*** EXTRACTED MATERIAL ***
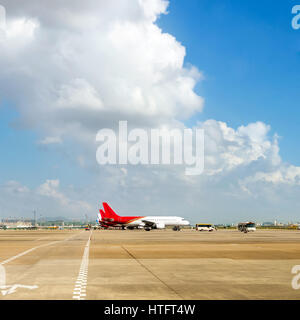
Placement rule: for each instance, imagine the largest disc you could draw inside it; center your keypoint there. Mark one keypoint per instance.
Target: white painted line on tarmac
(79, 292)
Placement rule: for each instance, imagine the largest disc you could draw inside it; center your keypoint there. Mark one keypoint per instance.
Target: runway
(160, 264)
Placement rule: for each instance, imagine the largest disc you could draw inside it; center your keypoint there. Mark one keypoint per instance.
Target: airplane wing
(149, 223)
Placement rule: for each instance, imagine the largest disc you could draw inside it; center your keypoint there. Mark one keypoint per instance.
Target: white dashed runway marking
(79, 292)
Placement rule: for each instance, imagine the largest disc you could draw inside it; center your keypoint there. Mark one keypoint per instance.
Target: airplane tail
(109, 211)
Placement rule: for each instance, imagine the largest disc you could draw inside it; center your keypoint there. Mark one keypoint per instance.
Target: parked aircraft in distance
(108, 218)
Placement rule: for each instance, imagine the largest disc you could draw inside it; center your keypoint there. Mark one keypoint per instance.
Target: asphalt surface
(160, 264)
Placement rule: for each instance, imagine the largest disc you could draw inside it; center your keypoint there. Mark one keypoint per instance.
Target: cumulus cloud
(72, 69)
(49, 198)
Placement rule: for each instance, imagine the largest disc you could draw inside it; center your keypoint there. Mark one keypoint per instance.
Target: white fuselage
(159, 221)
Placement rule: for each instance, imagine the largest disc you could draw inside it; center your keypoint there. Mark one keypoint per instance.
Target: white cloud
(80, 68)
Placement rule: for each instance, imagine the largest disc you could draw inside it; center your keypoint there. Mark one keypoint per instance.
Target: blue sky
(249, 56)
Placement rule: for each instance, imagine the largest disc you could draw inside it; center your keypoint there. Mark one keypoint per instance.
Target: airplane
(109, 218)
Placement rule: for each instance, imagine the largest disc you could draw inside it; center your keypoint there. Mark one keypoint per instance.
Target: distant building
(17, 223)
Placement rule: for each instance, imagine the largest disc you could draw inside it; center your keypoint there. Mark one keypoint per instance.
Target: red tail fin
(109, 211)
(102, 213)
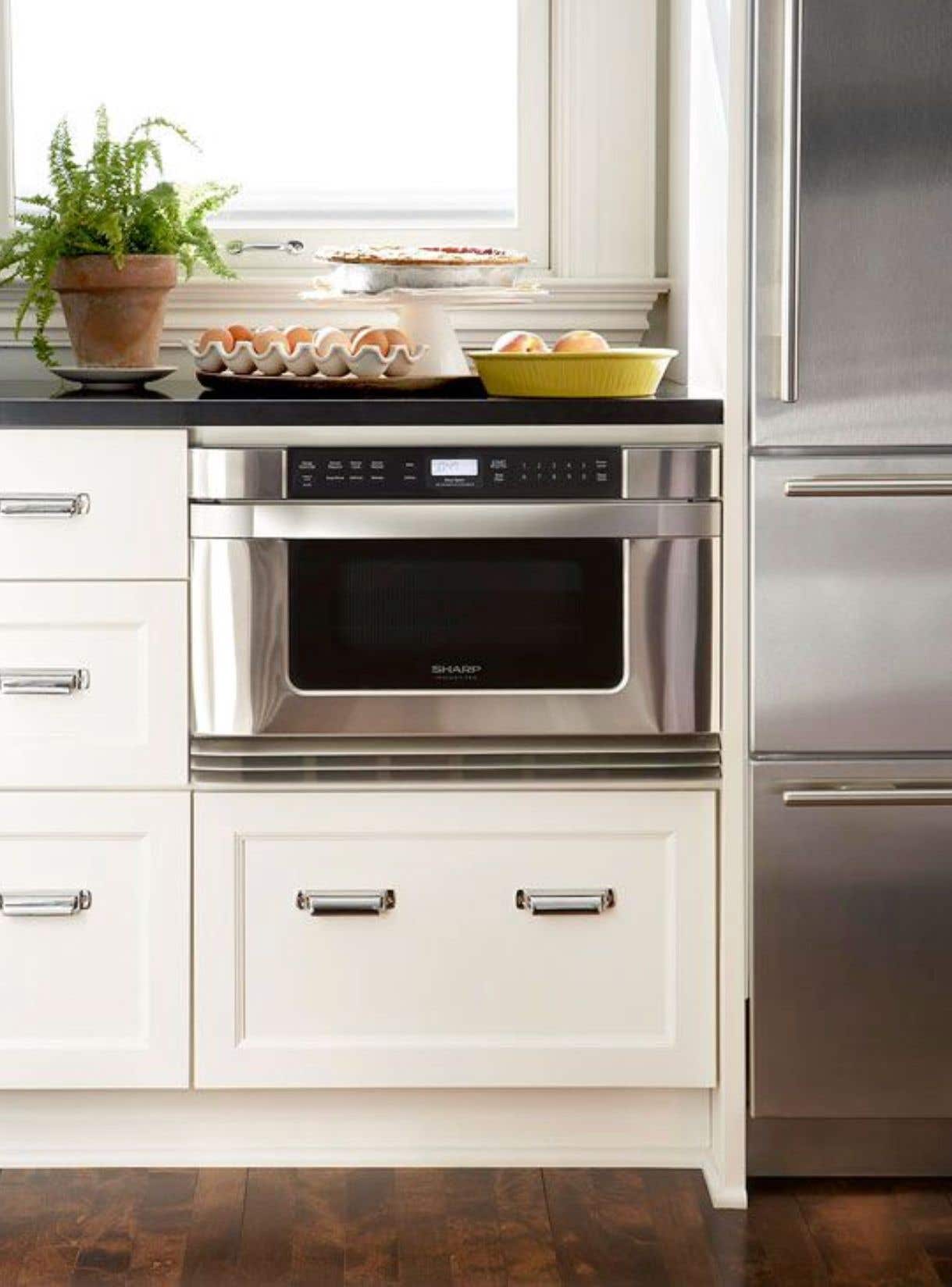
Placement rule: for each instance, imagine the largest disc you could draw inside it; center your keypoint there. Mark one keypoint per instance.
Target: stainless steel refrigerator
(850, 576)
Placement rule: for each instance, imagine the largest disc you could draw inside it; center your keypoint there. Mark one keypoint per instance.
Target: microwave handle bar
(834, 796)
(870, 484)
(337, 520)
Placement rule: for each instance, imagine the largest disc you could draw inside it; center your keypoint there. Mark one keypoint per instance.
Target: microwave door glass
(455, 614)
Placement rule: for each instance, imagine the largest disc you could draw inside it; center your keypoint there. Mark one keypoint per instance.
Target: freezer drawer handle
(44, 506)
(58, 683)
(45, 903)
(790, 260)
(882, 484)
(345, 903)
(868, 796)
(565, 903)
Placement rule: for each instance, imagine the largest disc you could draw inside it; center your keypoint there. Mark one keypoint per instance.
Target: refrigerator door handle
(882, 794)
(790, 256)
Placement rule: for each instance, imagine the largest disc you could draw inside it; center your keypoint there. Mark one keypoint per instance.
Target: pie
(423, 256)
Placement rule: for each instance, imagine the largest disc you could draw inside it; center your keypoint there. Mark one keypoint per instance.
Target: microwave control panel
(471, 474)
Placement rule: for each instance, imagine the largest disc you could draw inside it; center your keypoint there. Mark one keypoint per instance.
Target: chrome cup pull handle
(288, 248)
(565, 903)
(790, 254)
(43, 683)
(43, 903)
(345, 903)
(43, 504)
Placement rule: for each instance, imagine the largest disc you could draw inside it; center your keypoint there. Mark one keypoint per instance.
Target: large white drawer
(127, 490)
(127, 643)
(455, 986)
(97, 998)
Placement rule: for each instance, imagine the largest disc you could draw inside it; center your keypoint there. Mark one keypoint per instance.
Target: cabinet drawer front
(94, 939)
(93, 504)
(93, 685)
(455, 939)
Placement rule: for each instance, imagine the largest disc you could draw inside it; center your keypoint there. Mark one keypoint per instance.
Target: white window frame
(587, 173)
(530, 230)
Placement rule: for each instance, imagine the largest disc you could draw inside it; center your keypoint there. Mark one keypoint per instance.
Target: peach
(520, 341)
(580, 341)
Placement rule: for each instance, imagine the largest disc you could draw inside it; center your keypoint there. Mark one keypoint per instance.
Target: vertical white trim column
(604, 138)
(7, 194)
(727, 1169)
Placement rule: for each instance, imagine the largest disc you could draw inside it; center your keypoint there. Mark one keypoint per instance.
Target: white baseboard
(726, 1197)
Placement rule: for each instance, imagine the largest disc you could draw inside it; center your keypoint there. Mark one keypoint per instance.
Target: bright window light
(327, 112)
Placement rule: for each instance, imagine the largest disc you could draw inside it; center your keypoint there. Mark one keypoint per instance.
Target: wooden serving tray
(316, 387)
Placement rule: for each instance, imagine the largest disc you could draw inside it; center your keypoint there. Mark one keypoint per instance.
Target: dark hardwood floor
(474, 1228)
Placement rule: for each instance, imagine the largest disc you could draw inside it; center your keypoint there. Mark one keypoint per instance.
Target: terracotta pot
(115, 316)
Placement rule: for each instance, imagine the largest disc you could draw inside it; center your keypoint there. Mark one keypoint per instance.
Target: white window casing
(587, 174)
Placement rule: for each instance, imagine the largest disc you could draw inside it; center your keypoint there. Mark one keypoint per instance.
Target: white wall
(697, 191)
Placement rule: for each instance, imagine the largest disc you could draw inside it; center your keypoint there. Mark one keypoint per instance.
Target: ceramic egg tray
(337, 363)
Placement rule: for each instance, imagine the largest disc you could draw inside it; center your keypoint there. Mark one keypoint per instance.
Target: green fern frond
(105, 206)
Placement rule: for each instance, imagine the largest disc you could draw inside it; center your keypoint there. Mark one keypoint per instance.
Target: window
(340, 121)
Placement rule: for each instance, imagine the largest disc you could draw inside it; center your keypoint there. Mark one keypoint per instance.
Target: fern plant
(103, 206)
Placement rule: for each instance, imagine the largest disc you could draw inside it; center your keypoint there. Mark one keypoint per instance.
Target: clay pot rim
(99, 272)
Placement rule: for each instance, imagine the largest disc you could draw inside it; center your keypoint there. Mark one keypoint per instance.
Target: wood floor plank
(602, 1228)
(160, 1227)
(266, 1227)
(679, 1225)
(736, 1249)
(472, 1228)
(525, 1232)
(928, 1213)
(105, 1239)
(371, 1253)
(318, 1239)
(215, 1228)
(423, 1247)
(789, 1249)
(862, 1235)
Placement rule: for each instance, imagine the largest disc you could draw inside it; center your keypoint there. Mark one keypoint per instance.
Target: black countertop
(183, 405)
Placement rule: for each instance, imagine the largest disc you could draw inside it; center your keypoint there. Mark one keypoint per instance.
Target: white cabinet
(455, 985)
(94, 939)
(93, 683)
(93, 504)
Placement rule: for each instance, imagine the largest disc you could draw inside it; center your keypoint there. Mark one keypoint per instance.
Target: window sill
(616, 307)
***
*** EXTRACTED MATERIAL ***
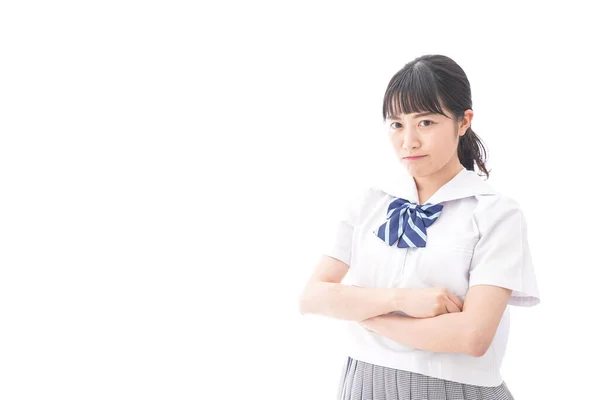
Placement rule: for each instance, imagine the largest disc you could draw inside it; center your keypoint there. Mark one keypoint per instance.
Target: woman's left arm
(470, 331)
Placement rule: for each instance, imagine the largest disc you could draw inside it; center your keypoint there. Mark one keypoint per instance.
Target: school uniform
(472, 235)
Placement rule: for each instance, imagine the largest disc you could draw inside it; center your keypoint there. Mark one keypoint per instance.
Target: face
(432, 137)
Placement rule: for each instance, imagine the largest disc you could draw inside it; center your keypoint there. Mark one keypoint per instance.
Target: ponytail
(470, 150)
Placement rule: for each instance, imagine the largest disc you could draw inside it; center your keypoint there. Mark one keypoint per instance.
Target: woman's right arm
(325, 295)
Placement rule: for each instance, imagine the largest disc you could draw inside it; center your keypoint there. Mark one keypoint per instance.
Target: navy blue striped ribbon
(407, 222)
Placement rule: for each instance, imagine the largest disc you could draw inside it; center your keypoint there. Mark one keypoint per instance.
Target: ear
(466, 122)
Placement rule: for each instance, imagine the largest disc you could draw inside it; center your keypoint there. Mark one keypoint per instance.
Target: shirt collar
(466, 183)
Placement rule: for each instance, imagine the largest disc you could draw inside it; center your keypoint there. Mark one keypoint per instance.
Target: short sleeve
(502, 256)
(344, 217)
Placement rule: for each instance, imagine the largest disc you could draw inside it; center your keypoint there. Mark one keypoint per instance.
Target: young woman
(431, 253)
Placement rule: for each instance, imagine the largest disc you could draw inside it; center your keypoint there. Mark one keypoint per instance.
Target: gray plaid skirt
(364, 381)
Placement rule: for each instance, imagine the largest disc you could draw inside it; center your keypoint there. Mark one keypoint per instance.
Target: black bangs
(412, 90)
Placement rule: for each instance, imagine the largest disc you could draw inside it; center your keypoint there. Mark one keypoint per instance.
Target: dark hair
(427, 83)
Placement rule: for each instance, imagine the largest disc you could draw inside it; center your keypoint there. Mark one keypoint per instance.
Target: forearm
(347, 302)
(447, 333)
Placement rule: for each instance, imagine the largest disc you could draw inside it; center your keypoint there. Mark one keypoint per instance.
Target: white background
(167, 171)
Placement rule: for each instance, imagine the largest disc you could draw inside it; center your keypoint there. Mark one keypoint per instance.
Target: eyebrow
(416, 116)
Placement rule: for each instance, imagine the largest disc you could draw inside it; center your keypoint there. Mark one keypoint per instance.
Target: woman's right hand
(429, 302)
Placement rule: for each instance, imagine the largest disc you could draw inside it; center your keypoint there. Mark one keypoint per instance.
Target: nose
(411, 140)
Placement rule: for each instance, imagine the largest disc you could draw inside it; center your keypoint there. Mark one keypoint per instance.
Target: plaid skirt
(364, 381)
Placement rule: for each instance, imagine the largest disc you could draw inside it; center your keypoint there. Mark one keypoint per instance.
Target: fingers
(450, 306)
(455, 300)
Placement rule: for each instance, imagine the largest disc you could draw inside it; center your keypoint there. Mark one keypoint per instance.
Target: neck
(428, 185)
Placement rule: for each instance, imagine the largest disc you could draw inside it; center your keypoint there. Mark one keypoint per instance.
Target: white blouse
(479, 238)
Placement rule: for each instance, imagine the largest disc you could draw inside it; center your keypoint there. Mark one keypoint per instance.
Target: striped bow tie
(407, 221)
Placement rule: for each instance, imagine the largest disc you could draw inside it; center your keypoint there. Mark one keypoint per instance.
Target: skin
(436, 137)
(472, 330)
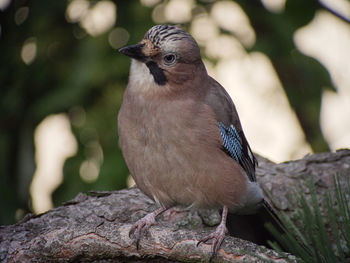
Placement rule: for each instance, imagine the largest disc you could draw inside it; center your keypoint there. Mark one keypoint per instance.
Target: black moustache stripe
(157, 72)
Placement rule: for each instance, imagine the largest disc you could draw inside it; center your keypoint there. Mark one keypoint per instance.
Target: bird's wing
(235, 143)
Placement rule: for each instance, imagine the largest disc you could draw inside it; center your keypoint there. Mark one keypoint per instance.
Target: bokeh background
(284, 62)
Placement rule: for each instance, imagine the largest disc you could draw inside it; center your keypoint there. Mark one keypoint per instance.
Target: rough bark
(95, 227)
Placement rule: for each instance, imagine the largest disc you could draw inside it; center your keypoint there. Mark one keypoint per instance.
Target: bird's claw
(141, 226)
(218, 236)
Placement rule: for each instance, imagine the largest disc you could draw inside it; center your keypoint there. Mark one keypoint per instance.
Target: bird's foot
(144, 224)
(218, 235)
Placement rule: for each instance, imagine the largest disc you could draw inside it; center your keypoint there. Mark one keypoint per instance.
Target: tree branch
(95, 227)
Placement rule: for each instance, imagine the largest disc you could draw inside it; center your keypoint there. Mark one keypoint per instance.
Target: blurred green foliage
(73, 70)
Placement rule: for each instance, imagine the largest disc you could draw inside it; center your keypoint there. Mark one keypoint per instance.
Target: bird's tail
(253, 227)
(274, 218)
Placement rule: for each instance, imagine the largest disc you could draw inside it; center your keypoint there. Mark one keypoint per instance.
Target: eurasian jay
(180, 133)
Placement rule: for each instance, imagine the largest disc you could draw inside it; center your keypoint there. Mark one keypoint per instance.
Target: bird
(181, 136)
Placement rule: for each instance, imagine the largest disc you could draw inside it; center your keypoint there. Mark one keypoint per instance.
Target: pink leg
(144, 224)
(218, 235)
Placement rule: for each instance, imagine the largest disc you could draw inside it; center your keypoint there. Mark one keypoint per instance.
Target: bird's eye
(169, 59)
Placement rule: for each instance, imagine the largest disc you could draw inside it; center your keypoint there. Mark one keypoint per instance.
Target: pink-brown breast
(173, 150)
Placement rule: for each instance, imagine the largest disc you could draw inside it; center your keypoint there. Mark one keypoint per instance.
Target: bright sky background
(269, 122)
***
*** EXTRACTED MATERIAL ***
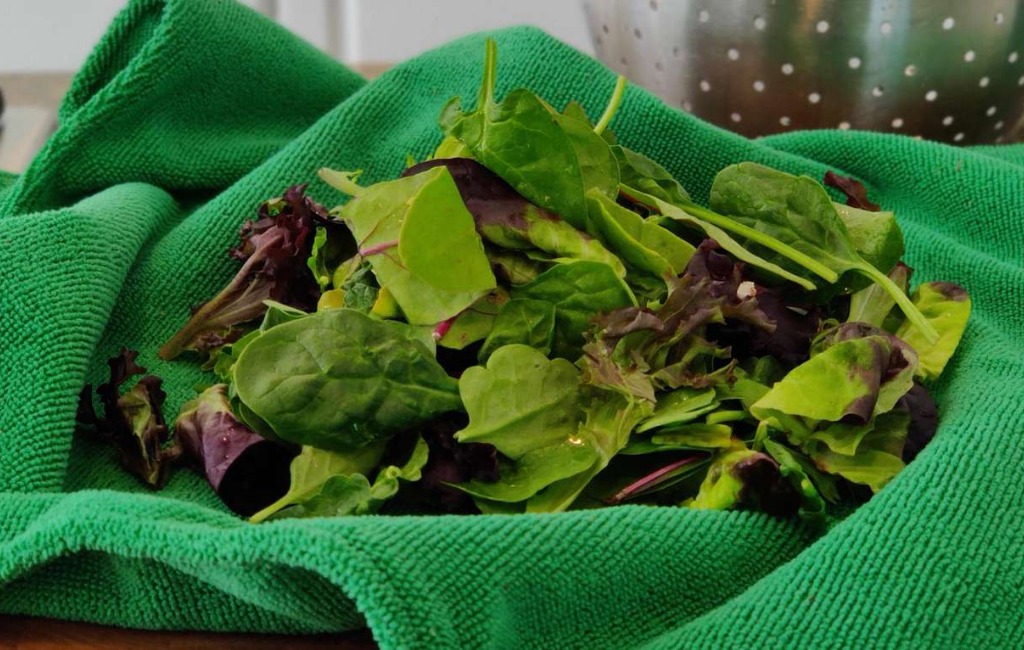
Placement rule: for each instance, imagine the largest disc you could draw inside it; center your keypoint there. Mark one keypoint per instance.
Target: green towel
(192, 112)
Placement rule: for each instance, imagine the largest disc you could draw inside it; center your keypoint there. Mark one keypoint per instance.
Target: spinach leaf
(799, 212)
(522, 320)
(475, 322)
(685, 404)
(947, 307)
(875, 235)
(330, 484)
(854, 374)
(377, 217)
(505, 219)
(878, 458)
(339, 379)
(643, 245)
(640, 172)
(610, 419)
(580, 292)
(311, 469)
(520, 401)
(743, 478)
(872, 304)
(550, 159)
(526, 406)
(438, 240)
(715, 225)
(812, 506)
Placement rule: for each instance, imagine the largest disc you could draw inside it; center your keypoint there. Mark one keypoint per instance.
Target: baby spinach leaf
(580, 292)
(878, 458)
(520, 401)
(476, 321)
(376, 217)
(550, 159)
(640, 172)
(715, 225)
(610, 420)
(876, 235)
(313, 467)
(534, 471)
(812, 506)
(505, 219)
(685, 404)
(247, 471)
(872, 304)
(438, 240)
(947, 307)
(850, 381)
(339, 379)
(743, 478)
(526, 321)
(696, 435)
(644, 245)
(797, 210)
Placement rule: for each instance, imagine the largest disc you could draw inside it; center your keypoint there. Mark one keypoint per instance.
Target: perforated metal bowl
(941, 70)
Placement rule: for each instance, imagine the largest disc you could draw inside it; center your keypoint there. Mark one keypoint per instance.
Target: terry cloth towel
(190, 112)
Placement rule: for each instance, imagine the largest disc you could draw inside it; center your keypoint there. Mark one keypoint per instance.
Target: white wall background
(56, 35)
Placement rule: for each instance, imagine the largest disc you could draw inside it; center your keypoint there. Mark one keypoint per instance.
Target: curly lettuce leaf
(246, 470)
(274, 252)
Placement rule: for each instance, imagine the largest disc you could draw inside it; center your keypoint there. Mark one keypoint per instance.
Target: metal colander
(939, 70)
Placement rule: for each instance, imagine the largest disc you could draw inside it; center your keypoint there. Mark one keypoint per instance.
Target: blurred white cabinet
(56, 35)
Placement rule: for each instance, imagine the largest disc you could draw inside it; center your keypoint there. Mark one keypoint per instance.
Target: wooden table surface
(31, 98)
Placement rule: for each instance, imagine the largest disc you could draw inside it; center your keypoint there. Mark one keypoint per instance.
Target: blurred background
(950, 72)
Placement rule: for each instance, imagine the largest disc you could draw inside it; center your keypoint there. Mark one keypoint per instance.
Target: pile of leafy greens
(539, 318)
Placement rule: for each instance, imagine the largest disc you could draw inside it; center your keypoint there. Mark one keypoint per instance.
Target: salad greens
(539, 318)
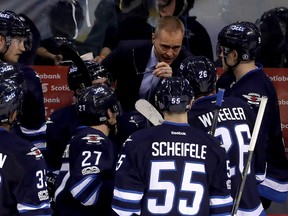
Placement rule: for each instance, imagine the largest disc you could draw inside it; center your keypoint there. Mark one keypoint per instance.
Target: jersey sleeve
***
• INSTRUCTIONS TO FOLLOW:
Extract every line of the data above that contains the string "floor". Case counts, so only matches with the same capitalization qualify.

• ANSWER:
Target: dark hardwood floor
Target: wood floor plank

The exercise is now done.